## EXTRACT PROVIDED
+++

Compensating is known to mitigate drops in public support when introducing divisive change, such as welfare retrenchment (Häusermann, Kurer, and Traber 2019). Examples in the environmental field include a study of the city of Milan’s ban on polluting cars found that individuals who received municipal compensation were not more likely to vote for the political opposition (Colantone et al. 2023). Similarly, the Canadian carbon tax includes a compensation to reduce negative distributional effects, pointing to compensatory mechanisms as a strategy to enhance public acceptance of carbon taxes (Mildenberger et al. 2022). Knowing the relative effect of these strategies matters when governments are using bans, subsidies, and investments when introducing energy policies (IEA 2024).
Politicians may target individuals, households, businesses, entire industries, and regions. These measures can take many forms, including: 1) Direct cash transfers or rebates, 2) Subsidies or tax breaks for cleaner alternatives (e.g., wind energy, heat pumps, or electric vehicles), 3) Debt relief or low-interest loans for energy efficiency retrofits, or 4) Payments to phase out banned technologies (e.g., coal power, oil boilers, wood stoves). We develop and test the effect of these compensating strategies on public support
We use times-series data of politicians’ parliamentary speeches in the United Kingdom (ParlaMint), using a dictionary approach to label and extract speeches on climate and energy. Then, we trained ChatGPT 4.o to label targets and types of compensation. Finally, we combine the timing of expressed strategies with citizen’s vote choice data from the BES Panel. The research design allows us to test the effect of politicians’ strategies on vote choice using regression analysis.
We advance the theoretical mechanisms used by politicians. 1) We develop empirical approaches of measuring the mechanisms by using large language models to capture politicians’ compensatory strategies in their speeches and their electoral outcomes. 2) We speak to the possibilities of answering the increasing calls for political leadership to address the major global challenges of our time. 3) We also address the classical criticism of whether representative democracy and the pursuit of re-election is compatible with solving pressing societal questions, such as climate change, which require longer time-horizons for decision-making.

+++

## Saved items
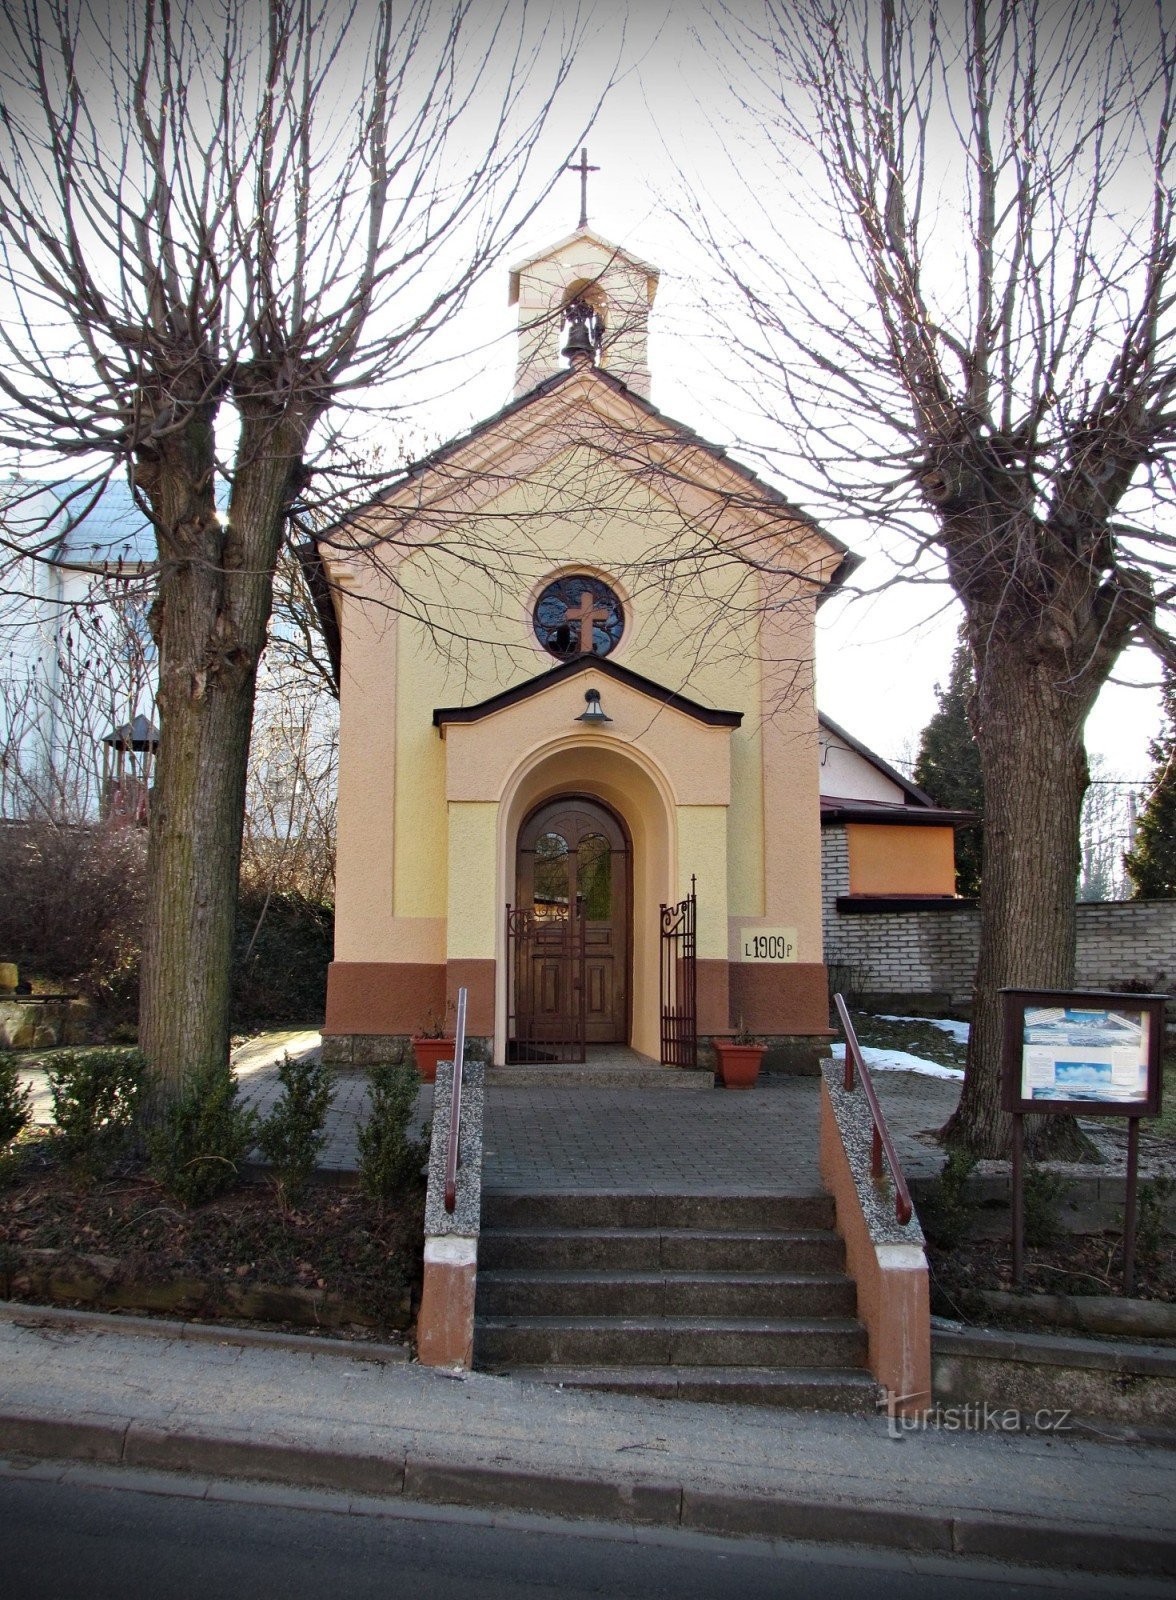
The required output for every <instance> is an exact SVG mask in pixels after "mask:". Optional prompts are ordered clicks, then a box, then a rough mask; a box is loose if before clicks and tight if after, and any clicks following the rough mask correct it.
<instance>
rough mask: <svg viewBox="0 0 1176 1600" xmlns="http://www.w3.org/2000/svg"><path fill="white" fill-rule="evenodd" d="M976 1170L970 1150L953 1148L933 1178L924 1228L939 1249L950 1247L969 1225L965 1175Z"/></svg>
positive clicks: (965, 1233)
mask: <svg viewBox="0 0 1176 1600" xmlns="http://www.w3.org/2000/svg"><path fill="white" fill-rule="evenodd" d="M974 1171H976V1157H974V1155H973V1154H971V1152H970V1150H962V1149H954V1150H950V1152H949V1155H947V1160H946V1162H944V1165H942V1171H941V1173H939V1178H938V1179H936V1184H934V1190H933V1197H931V1206H930V1211H928V1216H926V1218H925V1221H926V1224H928V1232H930V1234H931V1238H933V1240H934V1243H936V1245H939V1248H941V1250H954V1248H955V1245H958V1243H960V1240H962V1238H963V1237H965V1235H966V1232H968V1227H970V1226H971V1218H973V1211H974V1210H976V1203H974V1200H971V1198H970V1197H968V1192H966V1190H968V1179H970V1178H971V1174H973V1173H974Z"/></svg>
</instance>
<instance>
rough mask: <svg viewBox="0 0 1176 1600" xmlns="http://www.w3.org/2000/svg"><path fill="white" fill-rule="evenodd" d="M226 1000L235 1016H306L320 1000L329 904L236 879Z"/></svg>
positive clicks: (260, 1021) (318, 1015)
mask: <svg viewBox="0 0 1176 1600" xmlns="http://www.w3.org/2000/svg"><path fill="white" fill-rule="evenodd" d="M235 938H237V942H235V960H234V986H232V1006H234V1018H235V1019H237V1022H242V1021H246V1019H248V1021H250V1022H290V1021H296V1022H306V1021H309V1019H310V1018H315V1016H322V1014H323V1006H325V1005H326V968H328V966H330V963H331V952H333V947H334V910H333V907H331V906H326V904H322V902H317V901H310V899H306V898H304V896H302V894H298V893H293V891H290V893H272V894H267V893H262V891H261V890H259V888H253V886H250V885H248V883H243V885H242V891H240V899H238V902H237V936H235Z"/></svg>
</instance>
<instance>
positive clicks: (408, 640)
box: [318, 227, 854, 1066]
mask: <svg viewBox="0 0 1176 1600" xmlns="http://www.w3.org/2000/svg"><path fill="white" fill-rule="evenodd" d="M656 290H658V272H656V269H654V267H651V266H648V264H646V262H642V261H640V259H637V258H635V256H632V254H629V253H626V251H624V250H619V248H618V246H614V245H611V243H608V242H606V240H603V238H602V237H600V235H597V234H595V232H592V230H590V229H589V227H581V229H579V230H578V232H576V234H573V235H571V237H570V238H565V240H562V242H560V243H557V245H554V246H550V248H549V250H546V251H542V253H541V254H538V256H533V258H530V259H526V261H523V262H520V264H518V266H517V267H515V269H514V270H512V272H510V301H512V304H514V306H517V317H518V362H517V382H515V394H514V398H512V400H510V402H509V403H507V405H506V406H504V408H502V411H499V413H498V414H496V416H493V418H490V419H488V421H486V422H483V424H480V426H478V427H475V429H474V430H472V432H469V434H467V435H462V437H461V438H458V440H454V442H451V443H450V445H445V446H443V448H442V450H438V451H435V453H434V454H432V456H429V458H427V459H426V461H424V462H421V464H418V466H414V467H413V469H410V470H408V472H406V474H405V475H403V477H400V478H398V480H395V482H394V483H390V485H389V488H387V490H386V491H384V493H382V494H381V496H379V498H378V499H376V501H374V502H373V504H371V506H370V507H368V509H366V510H365V512H363V514H362V515H358V517H357V518H354V522H352V523H350V525H349V528H347V531H346V536H344V538H338V539H334V541H333V542H331V544H330V547H328V546H323V547H320V552H318V554H320V558H322V563H323V568H325V573H326V576H328V579H330V584H331V598H333V610H334V619H336V622H338V630H339V640H341V670H339V688H341V731H339V795H338V875H336V947H334V962H333V965H331V968H330V976H328V1000H326V1024H325V1038H326V1042H328V1046H330V1050H331V1053H333V1056H334V1059H355V1061H376V1059H384V1058H392V1059H395V1058H397V1054H400V1053H403V1045H405V1042H406V1038H408V1037H411V1035H414V1034H419V1032H422V1030H426V1029H429V1027H430V1024H440V1026H445V1024H446V1018H448V1021H450V1026H451V1013H450V1010H448V1008H450V1006H451V1003H453V998H454V995H456V990H458V989H459V987H466V989H467V990H469V1024H467V1030H469V1034H470V1035H474V1037H477V1038H480V1040H483V1042H485V1053H486V1058H488V1061H490V1062H491V1064H506V1062H522V1064H526V1062H541V1061H582V1059H586V1058H590V1054H592V1051H594V1048H595V1046H608V1048H616V1046H618V1045H622V1046H630V1048H632V1050H634V1051H637V1053H638V1054H640V1056H645V1058H650V1059H651V1061H654V1062H656V1061H666V1062H670V1064H678V1066H685V1064H691V1054H693V1053H694V1051H701V1061H702V1062H704V1064H706V1042H707V1040H709V1038H712V1037H715V1035H725V1034H731V1032H733V1030H736V1029H739V1027H741V1026H742V1027H746V1029H747V1030H750V1032H754V1034H757V1035H762V1037H766V1038H770V1040H789V1038H808V1037H813V1035H821V1034H824V1032H826V1029H827V989H826V968H824V955H822V944H821V938H822V933H821V814H819V739H818V715H816V704H814V685H813V651H814V618H816V608H818V606H819V603H821V600H822V598H824V597H826V595H827V594H829V592H830V590H832V589H835V587H837V584H838V582H840V581H842V578H843V576H845V573H846V571H850V570H851V566H853V565H854V558H853V557H851V555H850V554H848V552H846V550H845V547H843V546H842V544H838V542H837V541H835V539H832V538H830V536H829V534H826V533H822V531H821V528H818V526H816V525H814V523H813V522H811V520H808V518H806V517H805V515H803V514H800V512H798V510H797V509H795V507H792V506H790V504H789V502H787V501H786V499H784V498H782V496H781V494H779V493H778V491H776V490H773V488H771V486H770V485H766V483H763V482H760V480H758V478H755V477H754V475H752V474H750V472H749V470H747V469H746V467H742V466H739V464H738V462H734V461H731V459H730V458H728V456H726V454H725V453H723V451H722V450H718V448H715V446H710V445H707V443H706V442H704V440H702V438H699V437H698V435H696V434H693V432H691V430H690V429H686V427H683V426H682V424H678V422H675V421H672V419H670V418H667V416H664V414H662V413H659V411H658V410H656V408H654V406H653V405H651V403H650V398H648V395H650V366H648V320H650V309H651V306H653V301H654V294H656Z"/></svg>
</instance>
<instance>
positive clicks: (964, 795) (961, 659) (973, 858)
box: [915, 638, 984, 896]
mask: <svg viewBox="0 0 1176 1600" xmlns="http://www.w3.org/2000/svg"><path fill="white" fill-rule="evenodd" d="M974 691H976V678H974V672H973V664H971V651H970V650H968V645H966V640H963V638H962V640H960V643H958V645H957V646H955V654H954V656H952V670H950V677H949V678H947V685H946V686H942V685H936V694H938V696H939V710H938V712H936V714H934V717H931V720H930V722H928V725H926V728H923V738H922V741H920V744H918V757H917V760H915V782H917V784H918V787H920V789H925V790H926V792H928V794H930V795H931V798H933V800H934V803H936V805H942V806H950V808H952V810H958V811H982V810H984V782H982V778H981V760H979V749H978V746H976V741H974V738H973V734H971V725H970V723H968V706H970V702H971V698H973V694H974ZM982 837H984V829H982V827H981V824H979V822H974V824H971V826H970V827H962V829H957V834H955V891H957V893H958V894H968V896H976V894H979V886H981V842H982Z"/></svg>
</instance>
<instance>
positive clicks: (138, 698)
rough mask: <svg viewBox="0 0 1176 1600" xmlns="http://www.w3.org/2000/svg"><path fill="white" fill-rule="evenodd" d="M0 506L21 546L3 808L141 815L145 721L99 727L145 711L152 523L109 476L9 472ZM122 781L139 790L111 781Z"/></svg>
mask: <svg viewBox="0 0 1176 1600" xmlns="http://www.w3.org/2000/svg"><path fill="white" fill-rule="evenodd" d="M0 520H2V522H3V530H5V538H6V541H8V549H10V552H11V549H13V546H21V547H22V550H26V552H27V554H24V555H13V554H10V557H8V562H6V568H5V579H3V589H5V605H3V614H2V619H0V637H2V638H3V664H2V667H0V816H5V818H24V816H30V814H37V813H38V811H42V810H46V811H53V813H54V814H58V816H61V818H62V819H72V821H80V819H83V818H90V816H96V814H99V811H102V810H107V811H109V810H114V811H115V813H117V814H120V816H126V818H130V819H134V818H139V816H141V813H142V806H141V790H142V787H144V784H146V779H147V771H146V768H147V765H149V757H150V754H152V752H150V750H149V749H147V746H149V744H150V739H152V734H154V730H150V731H149V733H146V734H144V738H123V739H112V738H110V736H112V734H115V733H117V731H118V730H126V728H128V725H131V723H134V722H136V718H139V720H141V723H142V725H144V726H146V723H149V722H150V717H152V712H154V699H155V646H154V642H152V638H150V632H149V627H147V610H149V605H150V597H152V573H154V568H155V534H154V530H152V526H150V523H149V522H147V518H146V517H144V515H142V514H141V512H139V509H138V507H136V504H134V499H133V496H131V491H130V486H128V485H126V483H125V482H120V480H114V478H112V480H109V482H107V483H104V485H98V486H96V485H91V483H82V482H64V483H54V485H38V483H32V482H29V480H21V478H11V480H10V482H8V483H6V485H3V486H0ZM144 726H141V728H139V730H138V733H141V734H142V733H144ZM141 757H147V760H146V762H144V760H139V758H141ZM120 781H122V782H123V784H128V782H131V784H134V786H138V787H136V794H134V795H130V792H122V794H118V792H117V786H118V782H120Z"/></svg>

+++

Reproduce everything from "We advance the" down to "time-horizons for decision-making." in the passage on compensation in energy policy. These entries have no connection to the passage on compensation in energy policy.

We advance the theoretical mechanisms used by politicians. 1) We develop empirical approaches of measuring the mechanisms by using large language models to capture politicians’ compensatory strategies in their speeches and their electoral outcomes. 2) We speak to the possibilities of answering the increasing calls for political leadership to address the major global challenges of our time. 3) We also address the classical criticism of whether representative democracy and the pursuit of re-election is compatible with solving pressing societal questions, such as climate change, which require longer time-horizons for decision-making.